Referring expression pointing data
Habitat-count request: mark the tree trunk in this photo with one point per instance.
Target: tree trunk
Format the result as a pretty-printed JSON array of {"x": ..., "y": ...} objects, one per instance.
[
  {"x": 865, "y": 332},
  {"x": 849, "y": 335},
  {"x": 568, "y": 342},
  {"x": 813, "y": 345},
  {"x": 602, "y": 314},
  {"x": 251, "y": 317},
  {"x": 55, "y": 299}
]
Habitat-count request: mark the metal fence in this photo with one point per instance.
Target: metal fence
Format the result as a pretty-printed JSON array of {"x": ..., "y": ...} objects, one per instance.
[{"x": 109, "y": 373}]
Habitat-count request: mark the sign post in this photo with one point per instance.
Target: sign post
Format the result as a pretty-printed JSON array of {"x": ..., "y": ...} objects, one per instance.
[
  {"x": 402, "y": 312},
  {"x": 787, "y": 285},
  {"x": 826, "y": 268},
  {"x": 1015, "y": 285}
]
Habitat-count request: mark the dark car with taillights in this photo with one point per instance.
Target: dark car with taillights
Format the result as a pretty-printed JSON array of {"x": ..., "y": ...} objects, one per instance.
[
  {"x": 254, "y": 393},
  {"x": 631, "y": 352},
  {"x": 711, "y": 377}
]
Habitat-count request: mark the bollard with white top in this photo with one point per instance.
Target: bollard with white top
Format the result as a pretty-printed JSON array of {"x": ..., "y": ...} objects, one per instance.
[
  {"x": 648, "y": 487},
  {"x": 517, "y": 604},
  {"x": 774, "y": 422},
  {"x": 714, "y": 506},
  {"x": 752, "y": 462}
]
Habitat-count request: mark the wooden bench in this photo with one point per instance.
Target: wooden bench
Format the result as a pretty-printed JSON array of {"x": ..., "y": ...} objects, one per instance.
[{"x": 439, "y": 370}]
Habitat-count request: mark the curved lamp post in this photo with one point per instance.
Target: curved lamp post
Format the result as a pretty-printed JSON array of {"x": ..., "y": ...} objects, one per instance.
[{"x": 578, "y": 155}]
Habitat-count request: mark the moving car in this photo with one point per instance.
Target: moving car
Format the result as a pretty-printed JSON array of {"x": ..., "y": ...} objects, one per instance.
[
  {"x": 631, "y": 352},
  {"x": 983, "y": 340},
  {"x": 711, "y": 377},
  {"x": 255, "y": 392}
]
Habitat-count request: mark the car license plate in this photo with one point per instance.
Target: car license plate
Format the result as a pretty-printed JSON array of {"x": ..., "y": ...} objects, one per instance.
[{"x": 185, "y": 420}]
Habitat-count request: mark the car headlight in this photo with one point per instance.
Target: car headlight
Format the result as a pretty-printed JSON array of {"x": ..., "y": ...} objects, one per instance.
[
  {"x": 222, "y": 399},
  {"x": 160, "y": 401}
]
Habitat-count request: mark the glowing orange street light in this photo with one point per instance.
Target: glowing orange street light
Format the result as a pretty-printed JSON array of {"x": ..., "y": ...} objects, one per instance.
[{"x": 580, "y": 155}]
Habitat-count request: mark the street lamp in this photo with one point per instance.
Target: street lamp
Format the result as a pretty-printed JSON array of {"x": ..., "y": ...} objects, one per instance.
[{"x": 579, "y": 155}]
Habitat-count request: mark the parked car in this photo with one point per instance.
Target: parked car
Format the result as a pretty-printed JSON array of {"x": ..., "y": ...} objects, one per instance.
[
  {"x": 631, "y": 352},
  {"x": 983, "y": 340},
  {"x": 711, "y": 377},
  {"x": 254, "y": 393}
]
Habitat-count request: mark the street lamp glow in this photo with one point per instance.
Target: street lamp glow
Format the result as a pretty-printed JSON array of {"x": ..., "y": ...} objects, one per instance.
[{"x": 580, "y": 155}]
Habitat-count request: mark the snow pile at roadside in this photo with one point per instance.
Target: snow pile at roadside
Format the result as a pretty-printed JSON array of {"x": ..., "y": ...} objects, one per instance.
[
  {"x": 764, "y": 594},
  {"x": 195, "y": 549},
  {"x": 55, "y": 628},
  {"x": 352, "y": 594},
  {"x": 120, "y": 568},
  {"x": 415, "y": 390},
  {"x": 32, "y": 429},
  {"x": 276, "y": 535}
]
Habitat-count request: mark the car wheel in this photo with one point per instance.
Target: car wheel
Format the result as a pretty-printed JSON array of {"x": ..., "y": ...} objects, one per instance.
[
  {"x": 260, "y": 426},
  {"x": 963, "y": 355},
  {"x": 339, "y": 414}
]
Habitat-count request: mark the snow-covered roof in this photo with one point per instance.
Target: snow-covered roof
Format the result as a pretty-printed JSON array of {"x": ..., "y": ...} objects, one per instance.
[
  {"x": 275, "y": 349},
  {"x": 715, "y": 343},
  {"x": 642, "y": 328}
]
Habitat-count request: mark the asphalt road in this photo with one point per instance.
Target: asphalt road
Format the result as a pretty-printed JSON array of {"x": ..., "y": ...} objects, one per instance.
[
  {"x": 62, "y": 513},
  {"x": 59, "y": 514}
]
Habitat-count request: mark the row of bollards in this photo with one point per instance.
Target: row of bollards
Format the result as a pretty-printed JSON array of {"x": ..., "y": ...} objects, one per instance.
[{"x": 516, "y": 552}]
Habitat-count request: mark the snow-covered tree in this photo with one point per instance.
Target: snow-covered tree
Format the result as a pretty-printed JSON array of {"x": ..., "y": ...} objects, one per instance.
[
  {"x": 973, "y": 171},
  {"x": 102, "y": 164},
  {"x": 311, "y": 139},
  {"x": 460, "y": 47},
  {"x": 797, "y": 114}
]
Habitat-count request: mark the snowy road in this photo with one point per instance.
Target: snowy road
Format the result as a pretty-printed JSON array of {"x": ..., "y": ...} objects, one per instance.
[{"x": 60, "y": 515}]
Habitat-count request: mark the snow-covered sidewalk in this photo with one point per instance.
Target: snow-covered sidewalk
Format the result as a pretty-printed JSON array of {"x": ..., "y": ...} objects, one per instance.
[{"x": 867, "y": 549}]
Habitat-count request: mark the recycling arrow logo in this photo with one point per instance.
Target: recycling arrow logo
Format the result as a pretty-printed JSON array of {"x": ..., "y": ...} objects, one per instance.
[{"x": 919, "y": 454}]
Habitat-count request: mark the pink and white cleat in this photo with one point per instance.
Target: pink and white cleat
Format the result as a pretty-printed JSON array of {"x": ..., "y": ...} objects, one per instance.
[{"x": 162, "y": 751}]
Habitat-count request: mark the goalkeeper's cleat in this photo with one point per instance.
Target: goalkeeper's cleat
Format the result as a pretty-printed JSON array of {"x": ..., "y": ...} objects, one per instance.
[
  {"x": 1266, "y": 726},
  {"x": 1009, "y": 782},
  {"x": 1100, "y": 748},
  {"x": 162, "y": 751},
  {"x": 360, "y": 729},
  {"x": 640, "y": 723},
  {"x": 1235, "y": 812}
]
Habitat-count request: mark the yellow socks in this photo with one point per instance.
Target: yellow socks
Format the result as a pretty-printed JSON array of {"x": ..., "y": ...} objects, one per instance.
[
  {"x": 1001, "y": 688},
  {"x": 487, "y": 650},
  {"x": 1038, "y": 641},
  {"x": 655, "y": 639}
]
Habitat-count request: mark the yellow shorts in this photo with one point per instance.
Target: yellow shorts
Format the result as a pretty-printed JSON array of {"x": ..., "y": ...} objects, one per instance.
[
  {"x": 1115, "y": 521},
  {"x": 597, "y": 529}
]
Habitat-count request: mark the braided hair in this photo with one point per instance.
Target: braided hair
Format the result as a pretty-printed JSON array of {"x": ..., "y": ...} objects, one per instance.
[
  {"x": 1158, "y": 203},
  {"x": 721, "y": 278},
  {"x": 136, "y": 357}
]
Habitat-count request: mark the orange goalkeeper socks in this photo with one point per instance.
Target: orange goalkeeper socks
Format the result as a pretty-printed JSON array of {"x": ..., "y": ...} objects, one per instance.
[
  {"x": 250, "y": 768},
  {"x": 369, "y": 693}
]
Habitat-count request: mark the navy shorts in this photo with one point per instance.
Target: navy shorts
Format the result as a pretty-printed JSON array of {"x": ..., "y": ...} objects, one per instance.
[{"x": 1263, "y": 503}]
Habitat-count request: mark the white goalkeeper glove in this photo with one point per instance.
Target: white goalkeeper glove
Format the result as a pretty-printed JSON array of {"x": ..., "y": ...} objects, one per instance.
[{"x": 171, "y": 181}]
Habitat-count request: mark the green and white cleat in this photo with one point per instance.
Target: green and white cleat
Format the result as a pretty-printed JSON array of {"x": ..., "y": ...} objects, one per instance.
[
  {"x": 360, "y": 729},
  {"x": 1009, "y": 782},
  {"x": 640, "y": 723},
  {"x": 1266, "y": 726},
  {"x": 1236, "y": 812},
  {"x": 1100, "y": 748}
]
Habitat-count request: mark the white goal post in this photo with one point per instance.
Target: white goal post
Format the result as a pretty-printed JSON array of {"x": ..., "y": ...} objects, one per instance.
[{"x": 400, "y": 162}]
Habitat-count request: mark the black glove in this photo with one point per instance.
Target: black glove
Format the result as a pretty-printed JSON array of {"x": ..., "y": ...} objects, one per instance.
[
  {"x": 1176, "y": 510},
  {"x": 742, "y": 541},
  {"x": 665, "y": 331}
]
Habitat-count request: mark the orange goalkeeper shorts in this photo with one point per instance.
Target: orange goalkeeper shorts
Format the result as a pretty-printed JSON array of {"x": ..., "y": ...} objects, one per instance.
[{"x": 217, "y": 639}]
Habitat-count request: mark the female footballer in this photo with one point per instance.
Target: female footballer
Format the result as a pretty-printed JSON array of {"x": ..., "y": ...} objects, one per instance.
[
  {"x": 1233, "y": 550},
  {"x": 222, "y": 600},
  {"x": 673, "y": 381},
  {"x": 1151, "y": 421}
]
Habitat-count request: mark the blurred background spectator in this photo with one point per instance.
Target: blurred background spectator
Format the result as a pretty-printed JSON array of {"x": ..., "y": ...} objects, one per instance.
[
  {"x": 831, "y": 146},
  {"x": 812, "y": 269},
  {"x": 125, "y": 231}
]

YOUR ASSIGNMENT: All that is wanted is the stretch of lines above from the one containing "Target: recycling arrow logo" through the one containing "Target: pink and white cleat", duplicated exactly.

EXERCISE RESULT:
Target: recycling arrow logo
Format the result as a pretty-printed JSON array of {"x": ..., "y": ...} objects, one per instance.
[{"x": 919, "y": 454}]
Habitat-count request: mark the pink and white cleat in this photo with one point per instance.
Target: pink and white cleat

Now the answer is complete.